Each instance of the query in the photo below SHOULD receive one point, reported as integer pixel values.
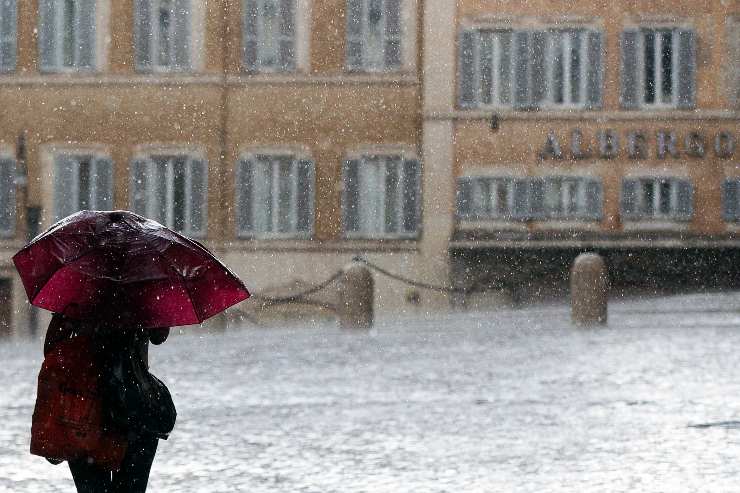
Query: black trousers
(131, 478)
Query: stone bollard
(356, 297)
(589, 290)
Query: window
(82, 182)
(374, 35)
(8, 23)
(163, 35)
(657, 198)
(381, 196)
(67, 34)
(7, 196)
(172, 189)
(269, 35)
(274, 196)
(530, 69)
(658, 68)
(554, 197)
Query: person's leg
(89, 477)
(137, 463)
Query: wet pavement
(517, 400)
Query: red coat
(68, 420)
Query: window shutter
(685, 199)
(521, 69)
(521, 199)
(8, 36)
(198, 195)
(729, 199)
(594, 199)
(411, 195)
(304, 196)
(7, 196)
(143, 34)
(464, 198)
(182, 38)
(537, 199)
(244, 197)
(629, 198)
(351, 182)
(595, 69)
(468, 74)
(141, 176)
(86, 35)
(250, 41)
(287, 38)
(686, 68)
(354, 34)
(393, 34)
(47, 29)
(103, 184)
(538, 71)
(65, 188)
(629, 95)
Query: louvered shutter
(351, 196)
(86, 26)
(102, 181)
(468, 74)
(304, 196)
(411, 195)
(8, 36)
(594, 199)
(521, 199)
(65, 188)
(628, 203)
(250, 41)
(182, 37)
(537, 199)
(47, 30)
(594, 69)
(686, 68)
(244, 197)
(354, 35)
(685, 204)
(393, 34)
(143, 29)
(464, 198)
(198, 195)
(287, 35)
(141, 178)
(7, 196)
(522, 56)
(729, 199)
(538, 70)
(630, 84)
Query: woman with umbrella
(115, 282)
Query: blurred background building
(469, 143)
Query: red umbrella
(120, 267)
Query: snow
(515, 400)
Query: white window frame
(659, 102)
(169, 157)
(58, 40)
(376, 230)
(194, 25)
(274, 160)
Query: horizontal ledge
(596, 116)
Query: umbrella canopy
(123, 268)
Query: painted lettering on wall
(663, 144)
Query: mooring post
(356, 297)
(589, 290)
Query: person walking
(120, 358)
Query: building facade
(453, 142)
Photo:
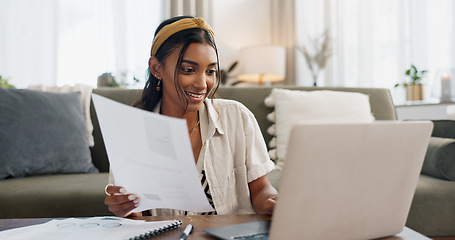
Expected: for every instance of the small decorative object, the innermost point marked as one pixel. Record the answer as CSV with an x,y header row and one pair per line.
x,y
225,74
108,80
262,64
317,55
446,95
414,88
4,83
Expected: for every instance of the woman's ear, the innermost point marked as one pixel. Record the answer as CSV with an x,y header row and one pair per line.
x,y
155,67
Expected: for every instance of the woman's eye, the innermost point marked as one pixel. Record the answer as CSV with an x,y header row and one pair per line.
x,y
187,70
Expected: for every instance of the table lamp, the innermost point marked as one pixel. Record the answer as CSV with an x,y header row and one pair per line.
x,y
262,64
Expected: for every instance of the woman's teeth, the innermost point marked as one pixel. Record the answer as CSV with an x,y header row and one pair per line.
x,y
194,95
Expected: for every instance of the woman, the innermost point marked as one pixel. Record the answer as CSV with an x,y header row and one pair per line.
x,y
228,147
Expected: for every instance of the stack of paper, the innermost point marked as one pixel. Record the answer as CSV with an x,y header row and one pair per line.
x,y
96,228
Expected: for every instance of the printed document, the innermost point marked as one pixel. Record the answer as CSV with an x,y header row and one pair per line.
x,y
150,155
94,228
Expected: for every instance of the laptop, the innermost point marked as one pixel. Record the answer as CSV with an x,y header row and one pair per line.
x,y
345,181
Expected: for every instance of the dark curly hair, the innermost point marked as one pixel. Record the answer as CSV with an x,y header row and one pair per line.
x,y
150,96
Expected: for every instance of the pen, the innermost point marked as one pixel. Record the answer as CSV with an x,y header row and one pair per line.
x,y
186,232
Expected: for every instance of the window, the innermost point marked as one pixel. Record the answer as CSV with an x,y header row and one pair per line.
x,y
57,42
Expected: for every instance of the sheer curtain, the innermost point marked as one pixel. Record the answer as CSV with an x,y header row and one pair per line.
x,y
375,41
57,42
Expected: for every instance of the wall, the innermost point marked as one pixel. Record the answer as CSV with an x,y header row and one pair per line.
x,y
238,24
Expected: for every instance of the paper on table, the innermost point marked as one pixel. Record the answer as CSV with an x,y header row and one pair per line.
= = = = = = =
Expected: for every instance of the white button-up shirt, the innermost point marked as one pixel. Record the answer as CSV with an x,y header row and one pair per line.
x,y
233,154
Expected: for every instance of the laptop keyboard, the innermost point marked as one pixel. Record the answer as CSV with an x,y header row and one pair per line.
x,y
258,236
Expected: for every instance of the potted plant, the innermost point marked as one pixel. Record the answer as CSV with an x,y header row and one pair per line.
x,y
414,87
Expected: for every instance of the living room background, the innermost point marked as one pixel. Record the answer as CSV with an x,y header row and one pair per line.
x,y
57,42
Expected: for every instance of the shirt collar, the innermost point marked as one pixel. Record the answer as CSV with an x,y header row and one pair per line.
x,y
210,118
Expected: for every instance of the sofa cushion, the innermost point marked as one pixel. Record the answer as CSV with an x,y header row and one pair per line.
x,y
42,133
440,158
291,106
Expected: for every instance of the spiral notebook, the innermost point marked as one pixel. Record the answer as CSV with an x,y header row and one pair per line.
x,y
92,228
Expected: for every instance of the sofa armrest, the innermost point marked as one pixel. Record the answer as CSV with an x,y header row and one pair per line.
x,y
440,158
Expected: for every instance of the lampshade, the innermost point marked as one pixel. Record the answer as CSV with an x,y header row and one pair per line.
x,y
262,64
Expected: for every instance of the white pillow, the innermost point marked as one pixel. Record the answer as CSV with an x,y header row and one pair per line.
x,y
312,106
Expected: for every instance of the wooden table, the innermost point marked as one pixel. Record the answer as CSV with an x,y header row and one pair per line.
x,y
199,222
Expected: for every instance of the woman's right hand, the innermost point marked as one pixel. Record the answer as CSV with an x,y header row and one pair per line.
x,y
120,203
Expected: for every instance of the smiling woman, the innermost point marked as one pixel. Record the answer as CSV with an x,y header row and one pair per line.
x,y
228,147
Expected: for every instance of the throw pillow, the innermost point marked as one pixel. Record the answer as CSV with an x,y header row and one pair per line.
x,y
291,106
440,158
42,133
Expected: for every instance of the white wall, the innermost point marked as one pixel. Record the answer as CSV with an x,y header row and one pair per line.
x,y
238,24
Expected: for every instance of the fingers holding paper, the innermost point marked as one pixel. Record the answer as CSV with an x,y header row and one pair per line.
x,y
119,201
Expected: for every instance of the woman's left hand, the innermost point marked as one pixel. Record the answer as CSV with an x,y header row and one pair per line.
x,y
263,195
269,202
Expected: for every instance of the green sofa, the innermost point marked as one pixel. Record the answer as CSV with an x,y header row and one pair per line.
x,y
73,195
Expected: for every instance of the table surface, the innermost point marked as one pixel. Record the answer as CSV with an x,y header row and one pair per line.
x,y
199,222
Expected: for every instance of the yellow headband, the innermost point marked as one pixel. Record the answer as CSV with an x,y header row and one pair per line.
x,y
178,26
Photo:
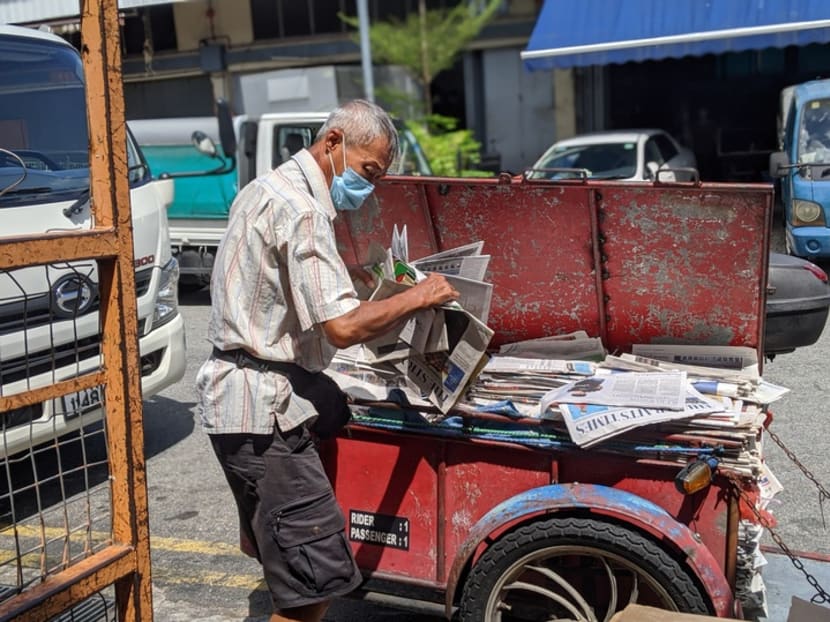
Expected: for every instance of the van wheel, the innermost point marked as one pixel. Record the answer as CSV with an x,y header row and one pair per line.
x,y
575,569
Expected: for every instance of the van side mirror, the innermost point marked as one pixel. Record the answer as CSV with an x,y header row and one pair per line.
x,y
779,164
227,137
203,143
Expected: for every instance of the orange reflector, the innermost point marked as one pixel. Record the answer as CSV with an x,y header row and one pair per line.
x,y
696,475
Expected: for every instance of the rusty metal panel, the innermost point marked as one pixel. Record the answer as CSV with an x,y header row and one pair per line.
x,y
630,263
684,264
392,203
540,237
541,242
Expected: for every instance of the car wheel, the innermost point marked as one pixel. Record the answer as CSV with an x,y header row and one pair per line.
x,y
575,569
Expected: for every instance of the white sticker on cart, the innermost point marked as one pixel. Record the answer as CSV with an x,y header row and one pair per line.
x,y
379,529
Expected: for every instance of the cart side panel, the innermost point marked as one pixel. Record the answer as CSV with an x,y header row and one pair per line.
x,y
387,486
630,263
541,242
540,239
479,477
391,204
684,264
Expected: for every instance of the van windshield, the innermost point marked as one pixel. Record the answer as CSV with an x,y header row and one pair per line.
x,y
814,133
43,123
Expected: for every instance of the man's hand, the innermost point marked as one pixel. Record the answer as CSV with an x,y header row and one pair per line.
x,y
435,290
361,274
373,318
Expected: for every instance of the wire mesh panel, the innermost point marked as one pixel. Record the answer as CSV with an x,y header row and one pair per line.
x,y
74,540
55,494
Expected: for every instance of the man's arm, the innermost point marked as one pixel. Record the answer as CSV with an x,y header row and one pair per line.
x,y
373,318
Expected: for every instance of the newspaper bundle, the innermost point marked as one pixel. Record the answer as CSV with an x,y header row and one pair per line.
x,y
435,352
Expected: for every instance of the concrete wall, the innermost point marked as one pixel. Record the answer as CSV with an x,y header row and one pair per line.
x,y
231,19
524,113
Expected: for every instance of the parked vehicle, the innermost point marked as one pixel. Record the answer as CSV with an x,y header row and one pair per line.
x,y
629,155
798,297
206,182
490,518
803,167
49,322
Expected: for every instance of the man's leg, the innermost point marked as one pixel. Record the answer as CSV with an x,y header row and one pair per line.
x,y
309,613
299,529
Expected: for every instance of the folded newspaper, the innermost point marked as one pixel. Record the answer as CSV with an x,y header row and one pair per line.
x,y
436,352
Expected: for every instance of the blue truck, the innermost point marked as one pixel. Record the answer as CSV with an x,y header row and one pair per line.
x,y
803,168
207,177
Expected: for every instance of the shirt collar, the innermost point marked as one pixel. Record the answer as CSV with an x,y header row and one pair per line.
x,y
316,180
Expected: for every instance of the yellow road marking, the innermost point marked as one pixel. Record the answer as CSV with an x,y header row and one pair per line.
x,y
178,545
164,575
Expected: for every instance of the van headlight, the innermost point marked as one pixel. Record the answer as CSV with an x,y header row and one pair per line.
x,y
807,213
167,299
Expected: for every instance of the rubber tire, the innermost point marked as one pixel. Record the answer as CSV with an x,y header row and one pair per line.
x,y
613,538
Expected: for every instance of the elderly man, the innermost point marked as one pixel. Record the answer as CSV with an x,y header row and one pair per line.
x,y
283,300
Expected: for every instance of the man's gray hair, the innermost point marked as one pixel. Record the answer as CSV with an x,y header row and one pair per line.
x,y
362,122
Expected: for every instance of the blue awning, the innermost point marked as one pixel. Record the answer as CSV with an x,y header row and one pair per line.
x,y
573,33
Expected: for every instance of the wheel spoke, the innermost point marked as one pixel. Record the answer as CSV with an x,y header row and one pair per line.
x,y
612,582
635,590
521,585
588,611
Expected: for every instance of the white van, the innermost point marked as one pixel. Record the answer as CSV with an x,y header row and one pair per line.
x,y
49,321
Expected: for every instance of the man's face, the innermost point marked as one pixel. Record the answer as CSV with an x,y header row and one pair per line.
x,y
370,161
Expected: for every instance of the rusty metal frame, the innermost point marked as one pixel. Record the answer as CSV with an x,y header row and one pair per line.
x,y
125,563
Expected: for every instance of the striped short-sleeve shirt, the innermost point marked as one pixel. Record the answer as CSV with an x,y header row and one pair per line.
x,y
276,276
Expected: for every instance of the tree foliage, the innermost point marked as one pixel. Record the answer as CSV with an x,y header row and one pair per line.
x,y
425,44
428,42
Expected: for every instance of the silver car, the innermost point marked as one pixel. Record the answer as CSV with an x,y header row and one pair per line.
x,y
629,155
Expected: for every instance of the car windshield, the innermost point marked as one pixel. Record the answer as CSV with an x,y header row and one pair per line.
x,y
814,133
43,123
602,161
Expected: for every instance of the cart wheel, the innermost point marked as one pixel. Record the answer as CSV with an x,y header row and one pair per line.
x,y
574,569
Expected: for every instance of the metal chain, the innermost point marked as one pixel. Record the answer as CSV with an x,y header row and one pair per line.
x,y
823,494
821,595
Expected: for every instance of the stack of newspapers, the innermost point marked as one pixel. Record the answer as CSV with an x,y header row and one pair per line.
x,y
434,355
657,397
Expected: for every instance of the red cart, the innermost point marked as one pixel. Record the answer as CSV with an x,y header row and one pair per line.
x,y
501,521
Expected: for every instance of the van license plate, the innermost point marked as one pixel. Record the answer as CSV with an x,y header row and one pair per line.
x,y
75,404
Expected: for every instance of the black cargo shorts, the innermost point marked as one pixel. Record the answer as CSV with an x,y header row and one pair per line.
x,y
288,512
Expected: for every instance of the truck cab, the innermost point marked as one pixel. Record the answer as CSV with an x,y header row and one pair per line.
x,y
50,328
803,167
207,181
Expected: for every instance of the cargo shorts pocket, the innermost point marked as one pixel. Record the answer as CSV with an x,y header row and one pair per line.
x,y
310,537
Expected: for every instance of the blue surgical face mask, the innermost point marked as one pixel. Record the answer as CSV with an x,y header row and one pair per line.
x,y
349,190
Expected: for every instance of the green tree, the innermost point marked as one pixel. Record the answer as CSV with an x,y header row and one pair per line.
= = = = = = =
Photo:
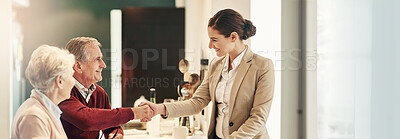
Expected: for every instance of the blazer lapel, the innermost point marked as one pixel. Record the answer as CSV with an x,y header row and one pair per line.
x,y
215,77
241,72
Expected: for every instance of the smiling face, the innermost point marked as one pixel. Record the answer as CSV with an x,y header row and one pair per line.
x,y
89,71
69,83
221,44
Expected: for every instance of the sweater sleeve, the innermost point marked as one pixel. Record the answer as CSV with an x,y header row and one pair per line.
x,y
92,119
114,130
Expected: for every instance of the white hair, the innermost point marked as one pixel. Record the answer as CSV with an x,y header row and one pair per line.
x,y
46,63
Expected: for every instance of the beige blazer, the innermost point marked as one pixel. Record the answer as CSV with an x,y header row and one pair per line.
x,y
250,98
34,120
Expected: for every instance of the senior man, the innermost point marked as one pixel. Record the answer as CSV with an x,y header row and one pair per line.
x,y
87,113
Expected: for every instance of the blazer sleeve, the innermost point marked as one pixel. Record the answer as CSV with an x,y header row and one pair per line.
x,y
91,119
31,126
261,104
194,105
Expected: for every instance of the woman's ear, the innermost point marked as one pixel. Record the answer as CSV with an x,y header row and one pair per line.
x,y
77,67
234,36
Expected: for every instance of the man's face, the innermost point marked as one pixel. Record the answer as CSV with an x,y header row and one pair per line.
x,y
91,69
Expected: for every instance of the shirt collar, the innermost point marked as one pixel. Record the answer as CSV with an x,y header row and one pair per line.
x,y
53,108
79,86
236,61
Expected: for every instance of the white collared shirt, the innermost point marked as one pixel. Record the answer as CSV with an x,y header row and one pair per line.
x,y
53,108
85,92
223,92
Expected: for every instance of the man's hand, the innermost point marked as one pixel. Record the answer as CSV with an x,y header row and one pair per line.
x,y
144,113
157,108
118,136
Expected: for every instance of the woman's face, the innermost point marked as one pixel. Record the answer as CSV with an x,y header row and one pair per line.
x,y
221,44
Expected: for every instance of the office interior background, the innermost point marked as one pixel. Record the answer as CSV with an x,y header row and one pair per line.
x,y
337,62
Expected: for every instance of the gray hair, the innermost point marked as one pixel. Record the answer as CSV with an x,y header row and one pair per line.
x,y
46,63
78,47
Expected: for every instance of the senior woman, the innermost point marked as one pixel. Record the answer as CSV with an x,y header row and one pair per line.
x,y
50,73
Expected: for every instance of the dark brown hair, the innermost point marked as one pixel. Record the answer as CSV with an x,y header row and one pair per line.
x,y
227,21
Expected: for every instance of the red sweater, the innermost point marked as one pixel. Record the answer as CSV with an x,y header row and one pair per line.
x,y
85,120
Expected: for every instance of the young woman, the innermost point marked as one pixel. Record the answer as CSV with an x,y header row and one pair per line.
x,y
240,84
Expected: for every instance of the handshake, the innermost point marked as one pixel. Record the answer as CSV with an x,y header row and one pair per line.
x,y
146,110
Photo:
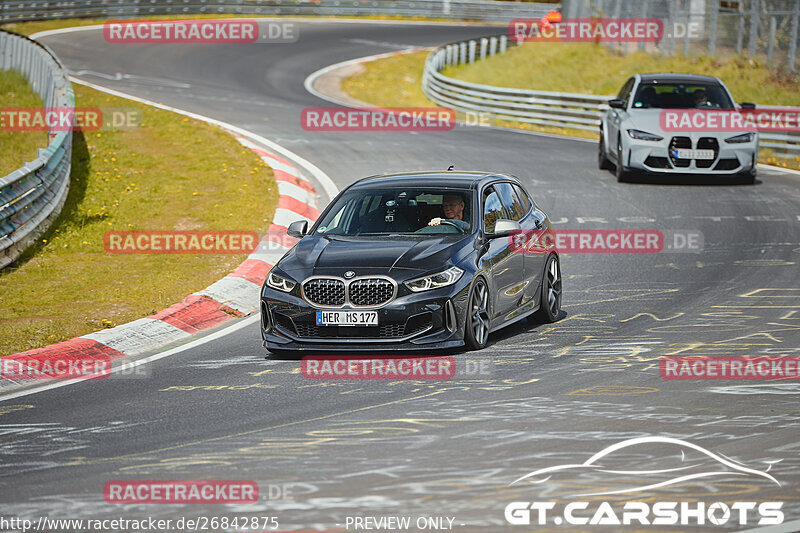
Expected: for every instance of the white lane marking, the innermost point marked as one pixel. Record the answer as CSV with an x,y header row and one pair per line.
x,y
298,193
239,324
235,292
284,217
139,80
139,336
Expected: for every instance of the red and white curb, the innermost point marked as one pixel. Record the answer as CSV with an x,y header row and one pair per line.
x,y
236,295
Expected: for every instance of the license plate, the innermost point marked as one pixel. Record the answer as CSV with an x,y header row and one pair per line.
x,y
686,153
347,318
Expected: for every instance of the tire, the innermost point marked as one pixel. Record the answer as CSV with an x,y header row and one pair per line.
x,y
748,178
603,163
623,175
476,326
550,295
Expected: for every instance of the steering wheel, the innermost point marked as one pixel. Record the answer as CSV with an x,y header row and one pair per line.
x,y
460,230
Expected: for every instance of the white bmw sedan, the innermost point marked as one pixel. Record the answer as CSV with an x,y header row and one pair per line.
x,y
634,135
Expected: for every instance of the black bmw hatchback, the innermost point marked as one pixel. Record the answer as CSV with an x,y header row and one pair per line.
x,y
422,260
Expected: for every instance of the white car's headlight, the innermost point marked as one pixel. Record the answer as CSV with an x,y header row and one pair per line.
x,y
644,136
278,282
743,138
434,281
= = = = = = =
> **Exercise goal**:
Going down the listing above, begin printing at the line with "Expected: for every instance of the metal" and finish with the line with "Expected: for every instance of the green tree, the", exactly as they appear.

> **Answer to this exercise**:
Expected: for every instance of the metal chain, the innermost point marked as one pixel. Record the answer as CSV with an x,y header row and one pair per line.
x,y
823,494
821,595
Expected: for every instance of the stack of newspapers, the innermost point marked as one pixel. Record the answer as CSV with an x,y header row and one pair per line.
x,y
434,355
657,397
Expected: for every instance of the red cart, the innermost point marked as one pixel. Record the answer as CSV with an x,y header row and one pair per line.
x,y
501,521
Expected: for every instance of the van license plate, the innermost point marked as one pixel. Record the answer as CSV with an x,y header row and one pair per line.
x,y
75,404
Expected: for every instance of the black cargo shorts, the innermost point marked as one pixel. Record the answer as CSV with an x,y header row and one pair per line.
x,y
288,512
Expected: for every instance of the truck cab, the innermost point marked as one pixel. Record the answer as CSV with an x,y header row and one pair per line.
x,y
50,328
803,167
207,181
Expected: for every instance of the cargo shorts pocket, the innermost point marked as one pixel. Record the answer as CSV with an x,y header row and one pair per line.
x,y
310,537
Expected: for every instance of the blue surgical face mask, the innermost point marked as one pixel. Record the answer as CSV with an x,y header row and one pair per line.
x,y
349,190
Expected: for every instance of the green tree, the innermost point marked as one pixel. Record the answer as CSV with an x,y header row and one pair per line.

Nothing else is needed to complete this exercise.